───── DATA SHOWN
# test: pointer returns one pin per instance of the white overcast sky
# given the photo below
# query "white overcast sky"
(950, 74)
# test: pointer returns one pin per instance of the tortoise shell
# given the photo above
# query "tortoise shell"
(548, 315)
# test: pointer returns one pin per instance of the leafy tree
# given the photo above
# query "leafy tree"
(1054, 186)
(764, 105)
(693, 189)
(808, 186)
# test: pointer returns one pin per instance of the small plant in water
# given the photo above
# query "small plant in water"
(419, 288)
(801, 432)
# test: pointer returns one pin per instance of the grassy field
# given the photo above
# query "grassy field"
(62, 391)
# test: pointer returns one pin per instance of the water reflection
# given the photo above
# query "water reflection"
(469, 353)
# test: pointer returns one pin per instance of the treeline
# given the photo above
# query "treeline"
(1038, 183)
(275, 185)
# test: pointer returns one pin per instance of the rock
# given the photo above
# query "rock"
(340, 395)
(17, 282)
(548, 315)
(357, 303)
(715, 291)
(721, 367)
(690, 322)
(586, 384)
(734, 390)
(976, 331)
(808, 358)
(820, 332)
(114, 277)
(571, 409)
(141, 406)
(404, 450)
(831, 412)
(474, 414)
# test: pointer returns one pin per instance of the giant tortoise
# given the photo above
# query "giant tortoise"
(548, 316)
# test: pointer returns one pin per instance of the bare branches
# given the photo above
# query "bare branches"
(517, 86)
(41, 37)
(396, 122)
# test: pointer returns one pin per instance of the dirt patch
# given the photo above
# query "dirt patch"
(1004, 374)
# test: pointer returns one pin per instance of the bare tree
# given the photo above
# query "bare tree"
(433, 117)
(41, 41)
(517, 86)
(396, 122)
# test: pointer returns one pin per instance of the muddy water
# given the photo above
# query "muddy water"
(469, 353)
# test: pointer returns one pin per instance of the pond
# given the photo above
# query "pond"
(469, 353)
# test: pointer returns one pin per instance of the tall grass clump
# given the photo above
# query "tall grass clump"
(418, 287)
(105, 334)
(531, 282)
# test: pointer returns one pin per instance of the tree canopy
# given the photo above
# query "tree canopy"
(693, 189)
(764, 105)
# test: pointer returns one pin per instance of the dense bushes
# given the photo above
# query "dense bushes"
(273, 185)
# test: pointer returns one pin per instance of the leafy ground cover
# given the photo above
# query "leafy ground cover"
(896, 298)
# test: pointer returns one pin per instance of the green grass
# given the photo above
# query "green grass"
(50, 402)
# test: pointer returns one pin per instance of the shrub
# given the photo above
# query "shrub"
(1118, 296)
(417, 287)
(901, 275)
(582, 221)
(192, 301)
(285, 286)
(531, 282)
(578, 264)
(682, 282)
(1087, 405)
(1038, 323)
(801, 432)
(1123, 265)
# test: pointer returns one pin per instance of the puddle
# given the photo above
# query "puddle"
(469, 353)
──────────
WHAT IS BEING ASKED: An exact reproduction of all the entries above is the expected answer.

RESULT OF THIS TASK:
# test: pointer returns one pin per instance of the white overcast sky
# given the photo below
# query "white overcast sky"
(950, 74)
# test: pointer returns one pin per instance of the tortoise shell
# given the photo above
# query "tortoise shell"
(548, 315)
# test: pointer returns one pin per instance of the leafy tree
# given the photo above
# query "leafy tree"
(1054, 186)
(764, 105)
(693, 189)
(808, 186)
# test: pointer returns one pin per instance of the small plant in water
# given the photo above
# query "small plant in water"
(419, 288)
(801, 432)
# test: pointer returns one pin per instance of the grassy field
# given the photo above
# query "grassy field"
(62, 391)
# test: pointer returns one pin per instance of the water reflection
# given the photo above
# query "water reflection"
(469, 353)
# test: pointer returns one pin per instance of the treeline
# given the photo above
# query "treeline"
(1038, 183)
(275, 185)
# test: pointer returns one pin per instance of the rock
# given the photo above
# query "rock"
(340, 395)
(17, 282)
(548, 315)
(357, 303)
(715, 291)
(721, 367)
(690, 322)
(586, 384)
(734, 390)
(976, 331)
(808, 358)
(820, 332)
(114, 277)
(571, 409)
(141, 406)
(404, 450)
(831, 412)
(474, 414)
# test: pointer returns one pin per instance of the giant tortoise
# given the photo above
# query "giant tortoise"
(548, 316)
# test: pointer returns one pin per instance of the bare branches
# given the photo above
# query "bare branches"
(517, 86)
(41, 37)
(396, 122)
# test: pointer returns one pin per instance of the dirt patch
# given the photo above
# query "dirt patch"
(1004, 374)
# test: pointer returns one pin per instance of the bare tree
# given the photo above
# query "bare tree"
(433, 117)
(41, 41)
(517, 86)
(396, 122)
# test: pointer returns one pin per instance of the muddy water
# given the photo above
# query "muddy water"
(469, 353)
# test: pointer returns one pin per instance of the pond
# given the photo above
# query "pond"
(469, 353)
# test: pointer returns one pin per instance of the tall grass clump
# given the photo above
# query "tall grass clump"
(418, 287)
(105, 334)
(531, 282)
# test: pointer returns one pin per instance of the tree canopy
# given the photo above
# query "tree canopy"
(693, 189)
(764, 105)
# test: pointer returns one pin per instance of the dense bushes
# given the photo above
# query "dense bushes"
(273, 185)
# test: pointer returns one pin per instance of the leafy ground cover
# given the photo above
# query "leafy ground cover"
(896, 298)
# test: pointer returns one pin per instance of the green grass
# given the photo above
# query "green grass"
(50, 402)
# test: pointer returns one pin per instance of the shrub
# given the photo above
# query "shrub"
(1118, 296)
(417, 287)
(901, 275)
(582, 221)
(192, 301)
(285, 286)
(531, 282)
(578, 264)
(682, 282)
(1087, 405)
(1038, 323)
(801, 432)
(1123, 265)
# test: pointer returns one pin per instance of the puddle
# given the photo above
# query "puddle"
(469, 353)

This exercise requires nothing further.